§ Brano del documento:
......

Il tema annoso del precariato, il ritardo italiano sui livelli di apprendimento e il continuo arretramento sul diritto allo studio. Il tutto nel quadro di un ddl di riforma della scuola portato avanti dal governo tra polemiche e proteste. Di questo si è discusso, nel corso delle Giornate del Lavoro che si stanno svolgendo a Firenze, nel corso della tavola rotonda “Per una buona scuola davvero”, moderata dalla giornalista de “il Messaggero” Camilla Mozzetti.

Gianna Fracassi, segretario confederale Cgil, ha aperto il suo intervento puntando l'indice su uno degli aspetti più controversi del ddl, quello delle assunzione dei precari. “Al primo annuncio del piano di assunzioni – ha detto – eravamo molto contenti. Poi, però, i contenuti ci hanno profondamente deluso. Noi abbiamo chiesto un piano di assunzione pluriennale, perché siamo consapevoli che c'è un problema di risorse, ma è anche giusto offrire un percorso certo a tutto quel personale che in questi anni è riuscito a mandare avanti le nostre scuole. Non è solo una questione di diritti dei lavoratori, ma anche di qualità dell'insegnamento, rispetto al quale la continuità didattica rappresenta un elemento fondamentale. Inoltre le 100.000 assunzioni previste dal ddl non sono affatto sufficienti per coprire l'organico funzionale che è stato meritoriamente introdotto nella riforma”. Tra l'altro, ha aggiunto Fracassi, “nei prossimi anni ci sarà un massiccio turn-over, che può essere 'utilizzato' per le stabilizzazioni e per garantire il necessario rinnovamento della scuola”.

......

§ Cosa fare:
a - Nel brano sulla riforma della scuola, chi ha moderato la tavola rotonda "Per una buona scuola davvero"?
b - Riscrivi senza modifiche le voci dalla riga che contiene "Query: capybara's ear" fino all'ultima riga delle voci, estremi compresi.
Il brano e le voci provengono da fonti diverse.

......

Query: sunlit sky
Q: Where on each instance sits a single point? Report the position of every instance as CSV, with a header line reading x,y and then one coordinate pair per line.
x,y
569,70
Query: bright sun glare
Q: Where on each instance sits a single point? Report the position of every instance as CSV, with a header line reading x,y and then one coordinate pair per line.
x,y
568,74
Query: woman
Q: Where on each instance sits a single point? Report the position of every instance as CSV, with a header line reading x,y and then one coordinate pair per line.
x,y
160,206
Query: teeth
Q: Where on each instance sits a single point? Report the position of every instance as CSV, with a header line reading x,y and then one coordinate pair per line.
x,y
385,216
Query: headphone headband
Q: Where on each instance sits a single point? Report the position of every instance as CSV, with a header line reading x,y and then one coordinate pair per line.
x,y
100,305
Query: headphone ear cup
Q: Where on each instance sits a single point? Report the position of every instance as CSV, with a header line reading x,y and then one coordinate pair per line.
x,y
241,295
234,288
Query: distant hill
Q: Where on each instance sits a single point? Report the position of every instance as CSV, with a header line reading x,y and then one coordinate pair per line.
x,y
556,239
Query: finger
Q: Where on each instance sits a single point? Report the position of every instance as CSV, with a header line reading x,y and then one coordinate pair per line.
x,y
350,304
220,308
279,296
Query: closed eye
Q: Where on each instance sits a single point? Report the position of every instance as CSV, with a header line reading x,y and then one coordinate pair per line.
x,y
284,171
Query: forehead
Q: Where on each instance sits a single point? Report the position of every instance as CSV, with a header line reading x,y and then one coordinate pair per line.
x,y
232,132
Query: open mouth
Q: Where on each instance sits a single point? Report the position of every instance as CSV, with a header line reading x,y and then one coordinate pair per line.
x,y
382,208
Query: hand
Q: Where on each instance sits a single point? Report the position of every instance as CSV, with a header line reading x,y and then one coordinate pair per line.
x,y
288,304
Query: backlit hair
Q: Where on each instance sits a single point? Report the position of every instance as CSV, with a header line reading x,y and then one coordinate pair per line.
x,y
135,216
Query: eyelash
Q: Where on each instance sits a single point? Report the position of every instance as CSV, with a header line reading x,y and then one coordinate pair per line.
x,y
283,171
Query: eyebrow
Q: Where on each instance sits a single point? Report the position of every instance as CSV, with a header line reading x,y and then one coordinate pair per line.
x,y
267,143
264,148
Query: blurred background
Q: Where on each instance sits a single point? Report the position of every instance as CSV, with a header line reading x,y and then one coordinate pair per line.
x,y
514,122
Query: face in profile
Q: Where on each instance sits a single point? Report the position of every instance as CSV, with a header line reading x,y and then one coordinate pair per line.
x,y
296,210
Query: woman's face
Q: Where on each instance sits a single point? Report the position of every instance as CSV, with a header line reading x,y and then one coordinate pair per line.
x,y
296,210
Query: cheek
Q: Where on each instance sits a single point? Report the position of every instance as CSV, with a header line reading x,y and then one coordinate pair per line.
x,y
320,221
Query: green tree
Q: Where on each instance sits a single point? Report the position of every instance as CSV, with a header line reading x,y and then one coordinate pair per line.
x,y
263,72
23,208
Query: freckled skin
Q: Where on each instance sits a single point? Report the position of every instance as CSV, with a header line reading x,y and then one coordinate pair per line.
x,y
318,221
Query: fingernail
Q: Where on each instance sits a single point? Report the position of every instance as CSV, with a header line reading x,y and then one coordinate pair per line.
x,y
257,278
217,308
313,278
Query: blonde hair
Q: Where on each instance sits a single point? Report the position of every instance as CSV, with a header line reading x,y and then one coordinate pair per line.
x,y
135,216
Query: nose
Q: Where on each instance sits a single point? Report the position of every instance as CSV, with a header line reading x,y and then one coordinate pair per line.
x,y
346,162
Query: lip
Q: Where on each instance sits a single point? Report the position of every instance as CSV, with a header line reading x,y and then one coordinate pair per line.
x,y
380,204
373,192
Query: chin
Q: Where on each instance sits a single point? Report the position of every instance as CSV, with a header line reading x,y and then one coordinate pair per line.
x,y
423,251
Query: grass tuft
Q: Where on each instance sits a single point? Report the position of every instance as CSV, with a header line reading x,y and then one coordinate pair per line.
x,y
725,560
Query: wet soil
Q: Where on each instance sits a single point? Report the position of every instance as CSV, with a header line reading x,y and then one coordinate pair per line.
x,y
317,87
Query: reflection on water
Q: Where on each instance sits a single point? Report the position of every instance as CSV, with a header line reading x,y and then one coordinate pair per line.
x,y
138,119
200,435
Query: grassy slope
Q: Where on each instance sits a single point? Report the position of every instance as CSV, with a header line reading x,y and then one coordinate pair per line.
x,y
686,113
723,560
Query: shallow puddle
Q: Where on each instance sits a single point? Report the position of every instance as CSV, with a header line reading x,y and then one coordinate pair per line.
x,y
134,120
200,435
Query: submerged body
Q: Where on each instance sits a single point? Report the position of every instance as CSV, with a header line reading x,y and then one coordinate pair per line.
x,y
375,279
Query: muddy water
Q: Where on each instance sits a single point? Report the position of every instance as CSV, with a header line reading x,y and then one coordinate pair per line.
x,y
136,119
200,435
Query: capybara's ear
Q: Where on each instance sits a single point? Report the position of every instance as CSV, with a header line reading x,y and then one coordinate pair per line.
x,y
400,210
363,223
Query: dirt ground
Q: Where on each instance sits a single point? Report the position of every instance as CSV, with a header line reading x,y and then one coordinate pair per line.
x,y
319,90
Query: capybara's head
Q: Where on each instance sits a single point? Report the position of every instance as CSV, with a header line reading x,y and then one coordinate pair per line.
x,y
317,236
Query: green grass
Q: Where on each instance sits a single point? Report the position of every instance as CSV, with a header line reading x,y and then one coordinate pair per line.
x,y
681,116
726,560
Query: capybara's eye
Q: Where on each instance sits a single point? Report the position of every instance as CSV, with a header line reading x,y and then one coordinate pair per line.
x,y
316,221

......

§ Esiti dei compiti:
a - La giornalista de "il Messaggero" Camilla Mozzetti.

b -
Query: capybara's ear
Q: Where on each instance sits a single point? Report the position of every instance as CSV, with a header line reading x,y and then one coordinate pair per line.
x,y
400,210
363,223
Query: dirt ground
Q: Where on each instance sits a single point? Report the position of every instance as CSV, with a header line reading x,y and then one coordinate pair per line.
x,y
319,90
Query: capybara's head
Q: Where on each instance sits a single point? Report the position of every instance as CSV, with a header line reading x,y and then one coordinate pair per line.
x,y
317,236
Query: green grass
Q: Where on each instance sits a single point? Report the position of every instance as CSV, with a header line reading x,y and then one coordinate pair per line.
x,y
681,116
726,560
Query: capybara's eye
Q: Where on each instance sits a single point? Report the position of every instance as CSV, with a header line reading x,y and then one coordinate pair per line.
x,y
316,221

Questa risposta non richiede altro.